• _Extrait du document_
Tout a commencé mardi 6 juillet avec Annette, comédie musicale de Leos Carax. Depuis, nous passons nos journées dans les salles obscures, contents de découvrir les films du cru cannois 2021. Voici nos premières impressions et nos premiers coups de coeur. Journal de bord, épisode 1.
Le genou d’Ahed de Nadav Lapid (Compétition officielle)
Regarde les hommes tomber
Comme Julia Ducournau et Hafsia Herzi (présentes cette année à Cannes), Nadav Lapid a été une des révélations de la Semaine de la Critique (L’Institutrice, 2014). Sept ans plus tard, voilà le réalisateur en compétition officielle avec Le Genou d’Ahed, un film expérimental, frappé et âpre. “Tout ce que vous allez voir est vrai (…), c’est le style qui m’intéresse” dit le personnage d’Y (Avshalom Pollak, phénoménal), cinéaste mal rasé et luné venu présenter son film dans un village perdu en plein désert. Le miroir est alors tendu. Sa caméra, Nadav Lapid joue avec comme un enfant jouerait avec un avion en papier dans ses mains, il la fait voler, il la retourne, il la soupèse. La tête en l’air, les pieds sur terre, en avant, en arrière, on part dans tous les sens sans jamais perdre cependant la ligne d’horizon. C’est au son d’une moto qui fuse que le film démarre, mais il cultive d’autres bruits, de gorge, de bouche par exemple. Un râle qui dit la rage et le désespoir du protagoniste, en guerre contre son propre pays, Israël, terre sèche, infertile, malade. Les mots étaient déjà durs dans Synonymes, son précédent film, Ours d’or de la Berlinale 2019, ici, Lapid frappe encore plus fort, et c’est sonné que l’on sort de la salle, comme après un match de boxe. Mais le film n’est pas que coups et blessures. Certes, il est d’une rare noirceur, mais il est aussi gonflé de tendresse et d’amour, il a de la suavité, comme on en trouve dans la voix de Vanessa Paradis qui chante dans les oreilles du héros “Be My Baby”. Avant de devenir cinéaste, Y a été soldat, comme tous les autres. Un soldat de plomb, un buffle, un mufle. Un modèle de virilité telle que l’armée en fabrique à la chaîne. Une bête qui obéit et se soumet aux ordres (toxiques) qu’on lui donne. C’est ce carcan que Lapid (comme son personnage) fait péter par la force du cinéma. Pour l’amour d’une mère aussi, qui n’est plus la Patrie. Féroce, implacable et bouleversant. A.C
En salles le 15 septembre 2021.

• _Données disponibles_
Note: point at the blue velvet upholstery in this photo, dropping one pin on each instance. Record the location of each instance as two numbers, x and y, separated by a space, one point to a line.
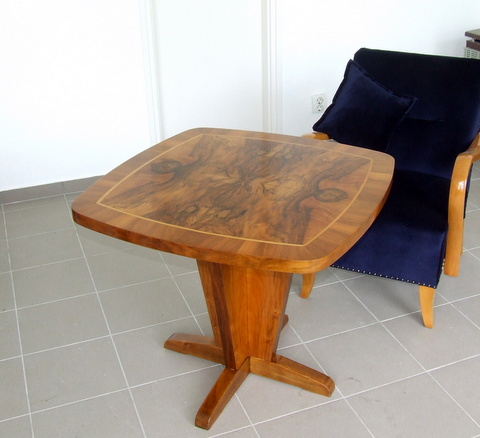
381 109
407 240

• _Consignes_
1) D'après le texte sur Le Genou d'Ahed, quel prix a reçu Synonymes, le précédent film de Nadav Lapid ?
2) Rédigez la suite du texte sur Le Genou d'Ahed, à partir de sa dernière phrase.

• _Réponses par consigne_
1) L'Ours d'or de la Berlinale 2019.

2)
Robuste de Constance Meyer (Semaine de la Critique)
A bras le corps
Les corps existent beaucoup dans le cadre de Robuste, premier film signé Constance Meyer, qui a ouvert hier soir la 60ème Semaine de la Critique. Il commence par celui de Gérard Depardieu, roulant sur la chaussée après un accident de moto. Dans un rôle où on sent à peine la composition, il incarne Georges, monstre plus-si-sacré du cinéma, vivant seul dans un grand appartement. Incapable de mettre de l’ordre sa vie (sa maison est un fouillis mais il commande des poissons-lanternes, parce que pourquoi pas) – toute la gestion repose sur son garde du corps – un travail aussi concret qu’il est une métaphore. C’est aussi par ce biais-là qu’entre en scène Aïssa, incarnée par Déborah Lukumuena (Divines) : par son corps, en sueur et accroupi, en pleine séance de lutte. Imposante et athlétique, Aïssa aime son travail d’agente de sécurité. Même quand il implique de manœuvrer la tornade Georges : « moi j’aime bien emmerder les gens » lui lâche-t-il d’un air satisfait, tandis que le public rigole, pris entre fiction et réalité. On aurait tort pourtant de penser que Robuste est un faux docu sur Gégé, grattant la carapace du mâle bourru pour en laisser voir les failles. S’il a ses parts d’ombre, Aïssa est la lumière. Robuste est surtout l’histoire d’une rencontre improbable. Entre cet homme imposant et inconstant, et cette fille aussi costaude que douce. Deux solitudes qui se prennent à bras-le-corps, l’espace d’un instant. Un joli film, aussi rugueux que tendre sur ce qu’il raconte de nos intimités. E.M
Prochainement en salles.
Onoda de Arthur Harari (Un Certain regard)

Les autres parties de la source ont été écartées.